[start]
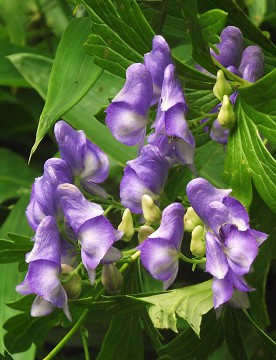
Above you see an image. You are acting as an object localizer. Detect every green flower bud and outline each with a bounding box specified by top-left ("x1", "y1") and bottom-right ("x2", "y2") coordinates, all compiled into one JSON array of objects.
[
  {"x1": 138, "y1": 225, "x2": 155, "y2": 244},
  {"x1": 102, "y1": 264, "x2": 123, "y2": 293},
  {"x1": 190, "y1": 225, "x2": 206, "y2": 257},
  {"x1": 184, "y1": 207, "x2": 203, "y2": 232},
  {"x1": 118, "y1": 209, "x2": 134, "y2": 241},
  {"x1": 61, "y1": 264, "x2": 82, "y2": 299},
  {"x1": 213, "y1": 70, "x2": 232, "y2": 101},
  {"x1": 218, "y1": 95, "x2": 236, "y2": 129},
  {"x1": 142, "y1": 195, "x2": 161, "y2": 224}
]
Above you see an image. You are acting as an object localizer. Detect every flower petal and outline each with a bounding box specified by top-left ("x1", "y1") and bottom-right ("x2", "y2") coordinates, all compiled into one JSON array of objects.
[
  {"x1": 79, "y1": 216, "x2": 120, "y2": 269},
  {"x1": 55, "y1": 120, "x2": 86, "y2": 175},
  {"x1": 26, "y1": 216, "x2": 61, "y2": 264},
  {"x1": 144, "y1": 35, "x2": 172, "y2": 105},
  {"x1": 57, "y1": 184, "x2": 104, "y2": 234},
  {"x1": 224, "y1": 226, "x2": 258, "y2": 275},
  {"x1": 141, "y1": 238, "x2": 179, "y2": 287},
  {"x1": 206, "y1": 232, "x2": 229, "y2": 279}
]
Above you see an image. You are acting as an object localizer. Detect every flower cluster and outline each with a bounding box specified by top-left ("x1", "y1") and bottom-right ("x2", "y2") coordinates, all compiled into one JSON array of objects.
[
  {"x1": 17, "y1": 27, "x2": 267, "y2": 320},
  {"x1": 187, "y1": 178, "x2": 267, "y2": 308},
  {"x1": 17, "y1": 121, "x2": 122, "y2": 319},
  {"x1": 201, "y1": 26, "x2": 264, "y2": 145}
]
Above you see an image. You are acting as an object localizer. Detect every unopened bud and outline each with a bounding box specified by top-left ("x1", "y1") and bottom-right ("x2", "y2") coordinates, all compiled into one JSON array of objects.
[
  {"x1": 61, "y1": 264, "x2": 82, "y2": 299},
  {"x1": 190, "y1": 225, "x2": 206, "y2": 257},
  {"x1": 142, "y1": 194, "x2": 161, "y2": 224},
  {"x1": 184, "y1": 207, "x2": 203, "y2": 232},
  {"x1": 218, "y1": 95, "x2": 236, "y2": 129},
  {"x1": 138, "y1": 225, "x2": 155, "y2": 244},
  {"x1": 118, "y1": 209, "x2": 134, "y2": 241},
  {"x1": 102, "y1": 264, "x2": 123, "y2": 293},
  {"x1": 213, "y1": 70, "x2": 232, "y2": 101}
]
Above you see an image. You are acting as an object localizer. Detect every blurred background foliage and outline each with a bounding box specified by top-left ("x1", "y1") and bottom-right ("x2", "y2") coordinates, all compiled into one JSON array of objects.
[{"x1": 0, "y1": 0, "x2": 276, "y2": 360}]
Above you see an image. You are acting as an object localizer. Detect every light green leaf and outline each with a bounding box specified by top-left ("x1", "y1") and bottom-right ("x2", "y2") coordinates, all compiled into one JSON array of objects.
[
  {"x1": 239, "y1": 69, "x2": 276, "y2": 144},
  {"x1": 225, "y1": 98, "x2": 276, "y2": 211},
  {"x1": 31, "y1": 18, "x2": 102, "y2": 156},
  {"x1": 9, "y1": 54, "x2": 137, "y2": 166},
  {"x1": 0, "y1": 148, "x2": 37, "y2": 203},
  {"x1": 199, "y1": 9, "x2": 228, "y2": 44},
  {"x1": 134, "y1": 280, "x2": 214, "y2": 336}
]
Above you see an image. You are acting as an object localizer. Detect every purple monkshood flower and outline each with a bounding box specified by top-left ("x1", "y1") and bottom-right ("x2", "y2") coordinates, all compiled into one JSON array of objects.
[
  {"x1": 148, "y1": 64, "x2": 195, "y2": 165},
  {"x1": 239, "y1": 45, "x2": 264, "y2": 83},
  {"x1": 55, "y1": 121, "x2": 109, "y2": 197},
  {"x1": 210, "y1": 26, "x2": 243, "y2": 68},
  {"x1": 26, "y1": 158, "x2": 73, "y2": 230},
  {"x1": 187, "y1": 178, "x2": 267, "y2": 308},
  {"x1": 16, "y1": 216, "x2": 71, "y2": 321},
  {"x1": 138, "y1": 203, "x2": 185, "y2": 290},
  {"x1": 120, "y1": 145, "x2": 169, "y2": 214},
  {"x1": 144, "y1": 35, "x2": 172, "y2": 105},
  {"x1": 105, "y1": 63, "x2": 153, "y2": 146},
  {"x1": 57, "y1": 184, "x2": 123, "y2": 284}
]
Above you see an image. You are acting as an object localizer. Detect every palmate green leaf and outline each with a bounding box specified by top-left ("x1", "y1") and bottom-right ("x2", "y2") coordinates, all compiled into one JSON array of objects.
[
  {"x1": 9, "y1": 54, "x2": 137, "y2": 166},
  {"x1": 198, "y1": 0, "x2": 276, "y2": 56},
  {"x1": 130, "y1": 280, "x2": 214, "y2": 336},
  {"x1": 225, "y1": 82, "x2": 276, "y2": 212},
  {"x1": 0, "y1": 234, "x2": 33, "y2": 264},
  {"x1": 223, "y1": 307, "x2": 248, "y2": 360},
  {"x1": 239, "y1": 69, "x2": 276, "y2": 144},
  {"x1": 0, "y1": 148, "x2": 37, "y2": 203},
  {"x1": 31, "y1": 18, "x2": 102, "y2": 156}
]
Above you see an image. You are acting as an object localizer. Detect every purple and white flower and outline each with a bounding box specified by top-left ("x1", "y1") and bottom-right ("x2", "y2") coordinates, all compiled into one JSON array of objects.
[
  {"x1": 187, "y1": 178, "x2": 267, "y2": 308},
  {"x1": 105, "y1": 63, "x2": 153, "y2": 146},
  {"x1": 26, "y1": 158, "x2": 73, "y2": 230},
  {"x1": 148, "y1": 64, "x2": 195, "y2": 165},
  {"x1": 138, "y1": 203, "x2": 185, "y2": 290},
  {"x1": 55, "y1": 121, "x2": 109, "y2": 197},
  {"x1": 120, "y1": 145, "x2": 169, "y2": 214},
  {"x1": 16, "y1": 216, "x2": 71, "y2": 321},
  {"x1": 57, "y1": 184, "x2": 123, "y2": 284},
  {"x1": 144, "y1": 35, "x2": 172, "y2": 105}
]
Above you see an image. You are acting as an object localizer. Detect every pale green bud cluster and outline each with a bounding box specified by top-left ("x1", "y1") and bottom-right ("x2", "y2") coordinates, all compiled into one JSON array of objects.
[
  {"x1": 184, "y1": 207, "x2": 203, "y2": 232},
  {"x1": 218, "y1": 95, "x2": 236, "y2": 129},
  {"x1": 102, "y1": 264, "x2": 123, "y2": 293},
  {"x1": 190, "y1": 225, "x2": 206, "y2": 257},
  {"x1": 213, "y1": 70, "x2": 232, "y2": 101},
  {"x1": 118, "y1": 209, "x2": 134, "y2": 241}
]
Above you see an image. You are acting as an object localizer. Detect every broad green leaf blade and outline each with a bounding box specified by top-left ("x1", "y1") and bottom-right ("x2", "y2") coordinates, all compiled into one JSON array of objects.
[
  {"x1": 198, "y1": 0, "x2": 276, "y2": 56},
  {"x1": 31, "y1": 18, "x2": 102, "y2": 156},
  {"x1": 199, "y1": 9, "x2": 228, "y2": 44},
  {"x1": 239, "y1": 69, "x2": 276, "y2": 144},
  {"x1": 136, "y1": 280, "x2": 214, "y2": 336},
  {"x1": 179, "y1": 0, "x2": 216, "y2": 73},
  {"x1": 9, "y1": 54, "x2": 137, "y2": 166},
  {"x1": 223, "y1": 307, "x2": 248, "y2": 360},
  {"x1": 0, "y1": 148, "x2": 37, "y2": 203},
  {"x1": 225, "y1": 99, "x2": 276, "y2": 212},
  {"x1": 0, "y1": 195, "x2": 35, "y2": 360}
]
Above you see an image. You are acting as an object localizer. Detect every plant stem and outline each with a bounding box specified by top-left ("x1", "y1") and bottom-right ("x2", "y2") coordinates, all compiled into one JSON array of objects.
[
  {"x1": 43, "y1": 251, "x2": 140, "y2": 360},
  {"x1": 80, "y1": 328, "x2": 90, "y2": 360}
]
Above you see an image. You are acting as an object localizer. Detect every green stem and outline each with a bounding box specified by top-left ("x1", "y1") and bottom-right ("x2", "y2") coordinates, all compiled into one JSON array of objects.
[
  {"x1": 43, "y1": 251, "x2": 140, "y2": 360},
  {"x1": 80, "y1": 327, "x2": 90, "y2": 360},
  {"x1": 179, "y1": 253, "x2": 206, "y2": 264}
]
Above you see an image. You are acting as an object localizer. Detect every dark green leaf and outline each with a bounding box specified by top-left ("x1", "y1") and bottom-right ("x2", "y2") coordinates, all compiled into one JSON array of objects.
[end]
Reproduce verbatim the lines of the listing, beginning with the line that contains "Detect every broad" and continuing through the final line of the listing, both ends included.

Above you see an image. You are acting as an object localizer. Detect every broad green leaf blade and outline each with a bounding box specified by top-left ("x1", "y1") and bottom-right ("x2", "y2") coordinates, all compiled into one JSON array of objects.
[
  {"x1": 198, "y1": 0, "x2": 276, "y2": 56},
  {"x1": 31, "y1": 18, "x2": 102, "y2": 156},
  {"x1": 199, "y1": 9, "x2": 228, "y2": 44},
  {"x1": 239, "y1": 69, "x2": 276, "y2": 144},
  {"x1": 136, "y1": 280, "x2": 214, "y2": 336},
  {"x1": 179, "y1": 0, "x2": 216, "y2": 73},
  {"x1": 9, "y1": 54, "x2": 137, "y2": 166},
  {"x1": 223, "y1": 307, "x2": 248, "y2": 360},
  {"x1": 0, "y1": 148, "x2": 37, "y2": 203},
  {"x1": 225, "y1": 99, "x2": 276, "y2": 212},
  {"x1": 0, "y1": 195, "x2": 35, "y2": 360}
]
Above you see an image. You are acting as an object localizer. Detect every plant stem and outline each with a bounding box specified by top-left ("x1", "y1") and bottom-right ("x2", "y2") coordinates, all compiled into one JSON array of objects.
[
  {"x1": 43, "y1": 251, "x2": 140, "y2": 360},
  {"x1": 80, "y1": 328, "x2": 90, "y2": 360}
]
Above you see an image. You are acting as an object localizer. Detect every green stem and outline each with a bounding box specified by top-left ("x1", "y1") and bottom-right ("x2", "y2") coordinates, all compiled into one JSON array of objects.
[
  {"x1": 43, "y1": 251, "x2": 140, "y2": 360},
  {"x1": 80, "y1": 327, "x2": 90, "y2": 360},
  {"x1": 179, "y1": 253, "x2": 206, "y2": 264}
]
Above you see an image. You are acting as an object localizer. Detect every dark green leaf and outline each with a bounding box specified by top-left ("x1", "y1") and bottom-right ("x2", "y2") coordinates, all compiled into one JSON array of objects.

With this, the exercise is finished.